_Excerpt:_

Ease of use and interoperability are crucial to the success of collaboration tools, says Compton-Engle. 

“The key is to have the technology get out of the way, allowing people to work together regardless of where they are or the technology available to them,” he says.

Interactive whiteboards that can combine connectivity, videoconferencing and content sharing are powerful when matched to the right uses, says Phil Hill, a founder of the higher education consultancy MindWires and author of the e-Literate blog.

“They could completely change the way some areas of education work, most obviously in professional schools and upper-division courses where collaboration is imperative and the ability to conference in outside experts can really change the quality of the discussion,” says Hill. “But these are tools for institutions with a particular vision that have matched the technology to it.”

_Information shown:_
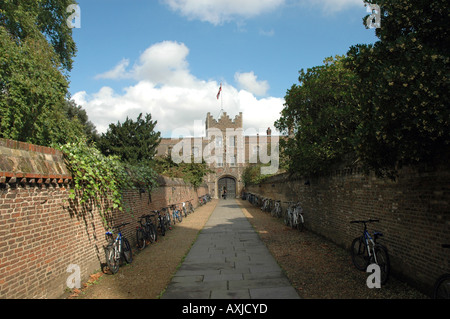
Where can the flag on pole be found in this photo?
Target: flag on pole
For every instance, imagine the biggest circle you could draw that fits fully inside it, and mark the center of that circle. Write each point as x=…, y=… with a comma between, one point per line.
x=220, y=90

_Tasks to carry out:_
1) In the excerpt on collaboration tools, copy everything from "Ease of use" down to "the e-Literate blog." word for word.
2) Answer these questions using the excerpt on collaboration tools:
(a) What two qualities does Compton-Engle call crucial to the success of collaboration tools?
(b) What is the name of the higher education consultancy that Phil Hill helped found?
(c) In which areas of education does Hill say interactive whiteboards could most obviously change the way things work?

_In response:_
1)
Ease of use and interoperability are crucial to the success of collaboration tools, says Compton-Engle. 

“The key is to have the technology get out of the way, allowing people to work together regardless of where they are or the technology available to them,” he says.

Interactive whiteboards that can combine connectivity, videoconferencing and content sharing are powerful when matched to the right uses, says Phil Hill, a founder of the higher education consultancy MindWires and author of the e-Literate blog.

2)
(a) Ease of use and interoperability.
(b) MindWires.
(c) Professional schools and upper-division courses.